_SOURCE RECORDS_.

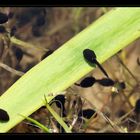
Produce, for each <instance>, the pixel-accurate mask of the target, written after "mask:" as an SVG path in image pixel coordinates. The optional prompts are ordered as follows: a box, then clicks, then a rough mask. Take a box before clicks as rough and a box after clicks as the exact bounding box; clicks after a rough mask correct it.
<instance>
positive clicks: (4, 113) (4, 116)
mask: <svg viewBox="0 0 140 140" xmlns="http://www.w3.org/2000/svg"><path fill="white" fill-rule="evenodd" d="M9 119H10V118H9V115H8V113H7V112H6V111H5V110H3V109H0V121H2V122H7V121H9Z"/></svg>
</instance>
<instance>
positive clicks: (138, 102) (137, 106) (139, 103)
mask: <svg viewBox="0 0 140 140" xmlns="http://www.w3.org/2000/svg"><path fill="white" fill-rule="evenodd" d="M134 112H135V113H136V114H140V99H138V100H137V101H136V104H135V109H134Z"/></svg>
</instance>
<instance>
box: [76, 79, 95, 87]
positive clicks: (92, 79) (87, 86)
mask: <svg viewBox="0 0 140 140" xmlns="http://www.w3.org/2000/svg"><path fill="white" fill-rule="evenodd" d="M95 82H96V79H95V78H94V77H86V78H85V79H83V80H82V81H81V83H80V84H77V83H75V85H77V86H80V87H83V88H88V87H91V86H93V84H94V83H95Z"/></svg>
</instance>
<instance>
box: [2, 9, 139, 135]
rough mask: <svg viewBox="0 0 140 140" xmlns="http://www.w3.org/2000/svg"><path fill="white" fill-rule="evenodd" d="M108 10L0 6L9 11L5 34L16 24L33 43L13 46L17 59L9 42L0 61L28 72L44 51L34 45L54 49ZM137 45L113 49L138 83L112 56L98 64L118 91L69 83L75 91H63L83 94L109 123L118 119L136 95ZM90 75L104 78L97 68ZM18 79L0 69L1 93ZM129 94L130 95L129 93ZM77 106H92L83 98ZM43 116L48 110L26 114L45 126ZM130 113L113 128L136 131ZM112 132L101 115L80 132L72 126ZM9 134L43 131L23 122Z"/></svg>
mask: <svg viewBox="0 0 140 140" xmlns="http://www.w3.org/2000/svg"><path fill="white" fill-rule="evenodd" d="M111 9H112V8H107V7H106V8H101V7H98V8H96V7H90V8H89V7H77V8H76V7H75V8H74V7H73V8H70V7H69V8H61V7H57V8H56V7H28V8H25V7H24V8H21V7H10V8H9V7H5V8H3V7H2V8H0V12H3V13H6V14H9V15H10V18H9V20H8V22H7V23H5V24H4V26H5V27H6V29H7V30H8V31H9V32H10V30H11V28H12V27H13V26H16V28H17V30H16V33H15V37H16V38H17V39H20V40H22V41H25V42H27V43H30V44H32V45H34V48H25V47H21V46H17V47H18V48H20V49H21V50H22V51H23V52H24V55H23V57H22V59H21V61H20V62H19V61H18V60H17V59H16V56H15V53H14V50H15V47H14V46H15V44H11V46H10V48H8V49H9V50H8V53H6V49H5V51H4V52H3V54H2V55H4V56H3V59H2V58H1V60H0V61H1V62H2V63H4V64H6V65H8V66H10V67H11V68H13V69H15V70H18V71H21V72H27V71H28V70H29V69H30V68H32V67H33V66H34V65H36V64H38V63H39V62H40V61H41V57H42V55H43V54H44V50H43V49H42V50H38V49H36V46H40V47H42V48H46V49H51V50H54V51H55V50H57V48H59V47H61V45H62V44H64V43H65V42H67V41H68V40H69V39H71V38H72V37H73V36H75V35H76V34H77V33H79V32H80V31H82V30H83V29H85V28H86V27H87V26H88V25H89V24H90V23H92V22H94V21H95V20H96V19H98V18H99V17H100V16H102V15H104V14H105V13H106V12H107V11H109V10H111ZM1 36H2V35H1ZM139 43H140V41H139V40H136V41H135V42H133V43H132V44H130V45H129V46H127V47H126V48H124V49H123V50H122V51H121V52H120V53H118V55H119V57H120V58H121V60H122V62H123V63H124V64H125V65H126V66H127V67H128V68H129V70H130V71H131V72H132V73H133V74H134V76H135V77H136V78H137V82H136V81H135V79H134V78H133V77H132V76H131V75H130V74H129V73H128V72H127V70H126V69H125V68H124V67H123V66H122V65H121V63H120V62H119V61H118V59H117V57H116V56H113V57H111V58H110V59H109V60H107V61H106V62H105V63H104V64H103V67H104V68H105V69H106V71H107V72H108V74H109V75H110V76H111V78H112V79H113V80H115V81H118V82H124V83H125V85H126V88H125V89H124V90H123V91H121V92H123V93H119V92H118V93H112V91H113V88H112V87H103V86H100V85H98V84H95V85H94V86H93V87H91V88H86V89H83V88H80V87H76V86H74V85H73V86H72V87H71V88H72V92H73V93H74V94H73V93H71V88H70V89H67V92H68V93H70V94H72V96H73V97H72V98H71V100H73V98H77V97H76V96H75V93H77V94H80V95H81V96H82V97H83V98H86V99H88V100H89V101H90V103H91V104H93V105H94V106H95V108H97V109H99V110H101V112H103V113H104V114H106V115H107V116H108V117H109V118H110V119H111V120H112V121H113V122H114V123H115V121H116V120H118V119H120V118H121V116H122V114H123V115H124V114H126V113H128V112H129V111H131V110H132V109H133V108H134V106H135V103H136V101H137V99H139V96H140V95H139V91H140V86H139V78H140V76H139V71H140V65H138V63H137V59H138V58H139V60H140V47H139ZM0 51H1V50H0ZM4 53H5V54H4ZM89 75H93V76H94V77H96V78H98V79H100V78H102V77H103V74H102V73H101V72H100V70H99V69H98V68H96V69H95V70H94V71H93V72H91V73H90V74H89ZM19 77H20V76H17V75H15V74H14V73H11V72H9V71H7V70H5V69H3V68H1V67H0V94H1V95H2V94H3V93H4V92H5V91H6V90H7V89H8V88H9V87H10V86H11V85H12V84H13V83H14V82H15V81H16V80H17V79H18V78H19ZM82 79H83V78H82ZM79 81H80V80H79ZM130 93H131V95H129V94H130ZM68 96H69V95H68ZM82 108H91V106H90V105H89V103H88V102H85V103H84V105H83V106H82ZM121 113H122V114H121ZM47 115H48V111H47V110H45V109H44V108H42V109H40V110H38V111H37V112H35V113H34V114H32V116H31V117H33V118H34V119H37V120H39V121H40V122H42V123H43V124H45V125H47V121H46V120H47V119H46V118H47ZM133 116H134V112H132V113H130V115H129V116H126V117H125V120H126V121H125V122H123V121H122V120H121V122H120V123H119V124H118V126H119V127H120V128H122V129H123V130H124V131H126V132H139V125H138V123H139V119H135V118H134V117H133ZM132 117H133V118H132ZM128 120H129V121H128ZM130 120H131V121H130ZM51 123H52V122H51ZM108 126H109V127H108ZM115 131H116V130H114V129H113V128H112V127H111V126H110V124H109V123H108V122H107V121H106V120H105V119H104V118H103V117H101V116H99V117H98V118H97V119H96V120H94V119H93V121H91V123H90V124H89V125H88V127H87V129H84V130H79V129H76V128H75V131H74V132H77V133H78V132H115ZM10 132H11V133H13V132H17V133H18V132H22V133H38V132H40V133H42V131H41V130H40V129H38V128H35V127H33V126H31V125H28V124H27V123H25V122H22V123H20V124H19V125H17V126H16V127H15V128H13V129H12V130H11V131H10Z"/></svg>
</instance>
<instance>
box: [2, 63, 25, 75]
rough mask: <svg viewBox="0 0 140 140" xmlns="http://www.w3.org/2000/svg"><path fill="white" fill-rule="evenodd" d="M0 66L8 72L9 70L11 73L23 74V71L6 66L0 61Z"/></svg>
mask: <svg viewBox="0 0 140 140" xmlns="http://www.w3.org/2000/svg"><path fill="white" fill-rule="evenodd" d="M0 67H2V68H4V69H5V70H7V71H9V72H11V73H13V74H16V75H18V76H23V75H24V72H21V71H18V70H15V69H13V68H11V67H9V66H7V65H6V64H3V63H1V62H0Z"/></svg>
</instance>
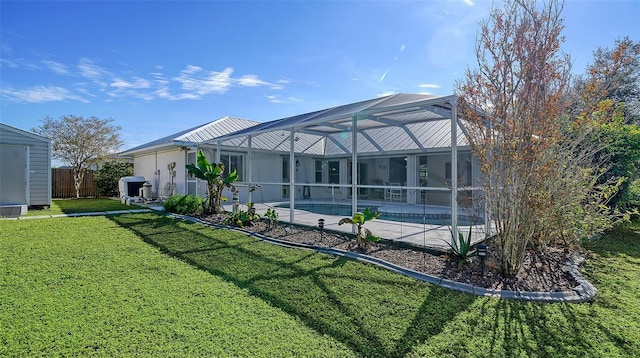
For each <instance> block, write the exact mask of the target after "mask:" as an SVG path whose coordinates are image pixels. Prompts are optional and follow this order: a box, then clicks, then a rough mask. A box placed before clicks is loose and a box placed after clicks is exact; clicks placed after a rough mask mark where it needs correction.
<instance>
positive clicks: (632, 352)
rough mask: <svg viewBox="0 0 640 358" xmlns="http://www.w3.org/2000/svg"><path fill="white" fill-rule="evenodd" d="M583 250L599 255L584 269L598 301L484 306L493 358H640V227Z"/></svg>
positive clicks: (501, 304)
mask: <svg viewBox="0 0 640 358" xmlns="http://www.w3.org/2000/svg"><path fill="white" fill-rule="evenodd" d="M585 248H587V249H589V250H591V251H592V253H593V254H594V255H595V257H592V258H591V259H590V260H589V261H588V262H587V266H586V268H585V269H586V271H587V273H588V275H587V276H591V277H588V279H589V280H590V281H591V282H593V283H594V284H596V286H597V287H598V290H599V292H598V295H597V296H596V297H595V299H594V301H592V302H587V303H581V304H571V303H553V304H546V303H536V302H517V301H510V300H500V301H497V302H495V303H494V302H492V301H484V302H483V304H482V311H483V312H486V313H487V314H491V318H490V319H489V321H490V322H491V324H490V326H491V328H490V329H489V331H490V332H491V334H490V336H489V337H488V340H489V341H490V342H491V344H490V350H491V352H492V354H491V355H497V356H503V355H510V356H531V355H534V356H558V357H565V356H591V357H598V356H629V357H637V356H639V355H638V354H639V353H640V344H639V340H638V334H639V333H640V328H639V327H638V314H637V310H636V309H635V307H638V296H637V294H635V293H634V292H638V280H635V279H634V278H633V275H634V272H635V273H636V275H637V272H638V271H637V267H638V266H637V265H638V264H639V263H640V262H639V261H638V259H637V258H638V257H639V256H640V223H638V222H636V223H633V224H627V225H625V226H621V227H617V228H616V229H614V230H612V231H610V232H608V233H606V234H605V235H603V237H601V238H599V239H596V240H593V241H591V242H589V243H587V244H586V245H585ZM629 257H631V259H630V258H629ZM475 333H476V334H478V335H480V334H483V333H482V332H479V331H476V332H475Z"/></svg>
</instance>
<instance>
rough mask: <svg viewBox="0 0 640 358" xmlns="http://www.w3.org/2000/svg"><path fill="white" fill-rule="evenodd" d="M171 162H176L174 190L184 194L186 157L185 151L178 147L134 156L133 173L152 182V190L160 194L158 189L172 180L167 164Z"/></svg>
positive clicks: (135, 174)
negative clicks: (184, 155)
mask: <svg viewBox="0 0 640 358" xmlns="http://www.w3.org/2000/svg"><path fill="white" fill-rule="evenodd" d="M171 162H175V163H176V167H175V177H174V178H173V182H174V183H175V184H176V187H175V191H174V192H175V193H176V194H184V193H186V189H185V169H184V168H185V158H184V151H181V150H179V149H178V148H173V149H171V150H168V151H163V152H159V153H150V154H145V155H136V156H135V157H134V158H133V172H134V173H133V175H136V176H138V175H139V176H143V177H144V178H145V179H146V180H147V181H148V182H149V183H151V185H152V191H153V192H154V193H155V194H158V193H159V192H158V190H160V191H161V190H162V188H164V186H165V184H167V183H169V182H170V181H171V177H170V174H169V169H167V165H168V164H169V163H171Z"/></svg>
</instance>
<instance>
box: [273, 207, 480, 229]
mask: <svg viewBox="0 0 640 358" xmlns="http://www.w3.org/2000/svg"><path fill="white" fill-rule="evenodd" d="M276 207H278V208H289V204H287V203H284V204H278V205H276ZM365 208H366V207H358V211H364V209H365ZM368 208H369V209H370V210H372V211H377V210H378V208H377V207H371V206H369V207H368ZM295 209H296V210H304V211H308V212H310V213H314V214H321V215H333V216H343V217H351V206H350V205H343V204H309V203H303V204H295ZM378 219H383V220H391V221H399V222H408V223H414V224H429V225H451V214H443V213H438V214H436V213H429V212H426V213H424V214H423V213H408V212H384V211H383V212H382V215H380V216H379V217H378ZM458 225H461V226H468V225H478V219H476V221H473V219H472V218H471V217H469V216H466V215H458Z"/></svg>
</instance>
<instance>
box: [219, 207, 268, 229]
mask: <svg viewBox="0 0 640 358" xmlns="http://www.w3.org/2000/svg"><path fill="white" fill-rule="evenodd" d="M259 220H260V215H259V214H257V213H256V209H255V207H254V206H253V203H248V204H247V210H246V211H245V210H242V209H240V208H238V209H237V210H236V211H235V212H234V213H232V214H231V215H229V216H228V217H227V218H226V219H224V220H223V221H222V223H223V224H225V225H229V226H237V227H245V226H252V225H253V223H254V222H255V221H259Z"/></svg>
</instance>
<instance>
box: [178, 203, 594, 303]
mask: <svg viewBox="0 0 640 358" xmlns="http://www.w3.org/2000/svg"><path fill="white" fill-rule="evenodd" d="M169 215H171V216H173V217H175V218H179V219H183V220H186V221H191V222H197V223H200V224H203V225H206V226H209V227H215V228H220V229H227V230H233V231H237V232H240V233H243V234H245V235H247V236H250V237H255V238H258V239H260V240H261V241H264V242H268V243H271V244H275V245H279V246H283V247H289V248H296V249H303V250H311V251H315V252H319V253H324V254H330V255H334V256H341V257H346V258H350V259H352V260H356V261H360V262H366V263H369V264H372V265H376V266H378V267H382V268H384V269H387V270H389V271H393V272H396V273H399V274H401V275H405V276H408V277H411V278H414V279H417V280H420V281H423V282H428V283H432V284H434V285H438V286H440V287H444V288H448V289H450V290H454V291H460V292H465V293H469V294H472V295H476V296H488V297H496V298H500V299H511V300H518V301H535V302H570V303H581V302H587V301H590V300H592V299H593V298H594V297H595V296H596V294H597V293H598V290H597V289H596V287H595V286H593V285H592V284H591V282H589V281H587V279H585V278H584V277H583V276H582V275H581V274H580V272H579V269H578V268H579V266H580V264H582V263H583V262H584V260H585V259H584V257H582V256H581V255H579V254H574V255H573V256H572V257H570V258H569V259H568V260H567V262H566V263H565V265H563V266H562V270H564V271H567V272H569V274H571V275H572V276H573V277H574V278H575V280H576V282H578V283H579V285H578V286H577V287H574V288H573V289H572V290H570V291H559V292H545V291H541V292H540V291H510V290H495V289H490V288H484V287H477V286H473V285H471V284H468V283H461V282H457V281H452V280H448V279H445V278H442V277H437V276H433V275H428V274H425V273H422V272H418V271H414V270H411V269H408V268H405V267H402V266H398V265H396V264H393V263H391V262H388V261H385V260H382V259H379V258H376V257H373V256H368V255H365V254H360V253H357V252H353V251H345V250H341V249H333V248H329V247H324V246H316V245H311V244H303V243H296V242H289V241H285V240H280V239H275V238H272V237H269V236H266V235H262V234H258V233H255V232H252V231H248V230H243V229H241V228H237V227H234V226H226V225H219V224H214V223H210V222H207V221H204V220H201V219H198V218H194V217H190V216H186V215H178V214H169Z"/></svg>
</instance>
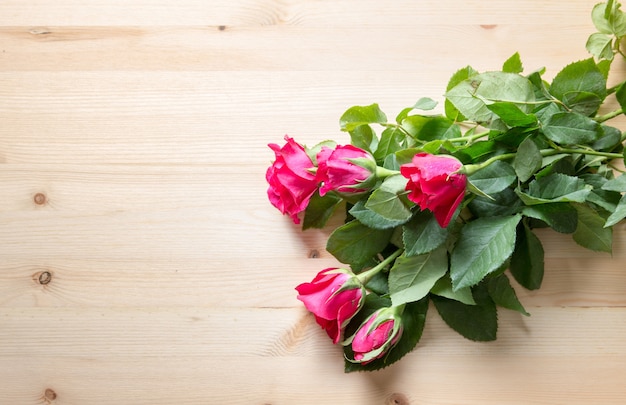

_WORK REQUIRED_.
Count the lines above that contain the string "coordinates", and reply with the number alone.

_RESPONSE TO THE TASK_.
2